*** Block opens ***

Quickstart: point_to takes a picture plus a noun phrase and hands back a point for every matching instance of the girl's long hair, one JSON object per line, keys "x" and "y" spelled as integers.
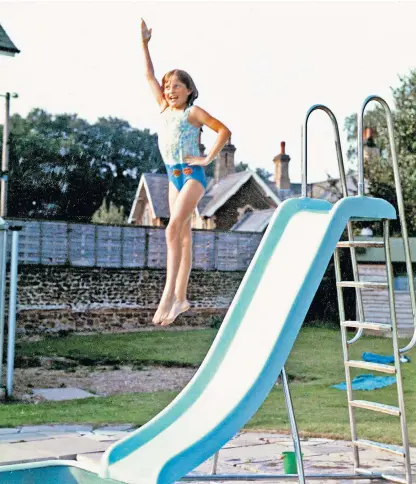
{"x": 186, "y": 79}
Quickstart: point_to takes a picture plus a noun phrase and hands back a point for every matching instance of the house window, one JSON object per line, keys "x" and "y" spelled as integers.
{"x": 146, "y": 219}
{"x": 242, "y": 211}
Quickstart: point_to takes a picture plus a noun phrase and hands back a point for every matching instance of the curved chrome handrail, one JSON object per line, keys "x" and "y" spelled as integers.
{"x": 304, "y": 160}
{"x": 399, "y": 194}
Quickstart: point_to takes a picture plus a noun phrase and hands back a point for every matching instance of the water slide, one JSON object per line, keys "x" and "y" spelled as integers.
{"x": 245, "y": 359}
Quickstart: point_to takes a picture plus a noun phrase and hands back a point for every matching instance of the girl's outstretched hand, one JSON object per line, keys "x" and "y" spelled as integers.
{"x": 197, "y": 160}
{"x": 146, "y": 33}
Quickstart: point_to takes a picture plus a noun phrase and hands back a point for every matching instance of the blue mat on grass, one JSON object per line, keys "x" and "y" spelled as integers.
{"x": 367, "y": 382}
{"x": 375, "y": 358}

*** Block closes ***

--- Description of the task ---
Which lines run from the one containing "of the blue" to the end of the entries above? Quote exactly those, and only those.

--- Finished task ---
Quickstart: point_to takes a picture plus a noun phrase and hands back a point for every matching instance of the blue mat on grass, one JSON object per line, keys "x" and "y" spelled as integers.
{"x": 367, "y": 382}
{"x": 375, "y": 358}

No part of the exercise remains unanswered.